SELECTED TEXT:
::::

The build function reconstructs a subtree using index boundaries rather than slicing arrays. This is important because slicing creates additional copies and increases memory overhead.
The first preorder element is always chosen as the subtree root.
If the subtree contains only one node, the function immediately returns it. This is the recursion base case.
Otherwise, the algorithm identifies the left subtree root from preorder[pre_left + 1]. Using the hash map, it locates this node in postorder traversal and calculates the subtree size.
The recursion then constructs left and right subtrees using carefully computed index ranges.
Finally, the root node with its attached subtrees is returned.
Go Solution
/**
* Definition for a binary tree node.
* type TreeNode struct {
* Val int
* Left *TreeNode
* Right *TreeNode
* }
*/
func constructFromPrePost(preorder []int, postorder []int) *TreeNode {
postIndex := make(map[int]int)
for i, val := range postorder {
postIndex[val] = i
}
var build func(
int,
int,
int,
int,
) *TreeNode
build = func(
preLeft int,
preRight int,
postLeft int,
postRight int,
) *TreeNode {
if preLeft > preRight {
return nil
}
root := &TreeNode{
Val: preorder[preLeft],
}
if preLeft == preRight {
return root
}
leftRootValue := preorder[preLeft+1]
leftRootIndex := postIndex[leftRootValue]
leftSubtreeSize := leftRootIndex - postLeft + 1
root.Left = build(
preLeft+1,
preLeft+leftSubtreeSize,
postLeft,
leftRootIndex,
)
root.Right = build(
preLeft+leftSubtreeSize+1,
preRight,
leftRootIndex+1,
postRight-1,
)
return root
}
return build(
0,
len(preorder)-1,
0,
len(postorder)-1,
)

::::

WHAT YOU NEED TO DO:
(1) How would you render the sentence "The first preorder element is always chosen as the subtree root." from the tree-construction walkthrough above in Spanish?
(2) Reproduce word for word the stretch of the tree-construction walkthrough above from "The build function" through "recursion base case.".

DATASET EXTRACT:
::::

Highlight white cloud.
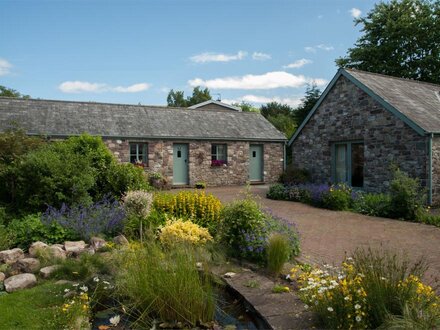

::::

RESULTS OF THE TASKS:
(1) El primer elemento del recorrido en preorden siempre se elige como la raíz del subárbol.

(2)
The build function reconstructs a subtree using index boundaries rather than slicing arrays. This is important because slicing creates additional copies and increases memory overhead.
The first preorder element is always chosen as the subtree root.
If the subtree contains only one node, the function immediately returns it. This is the recursion base case.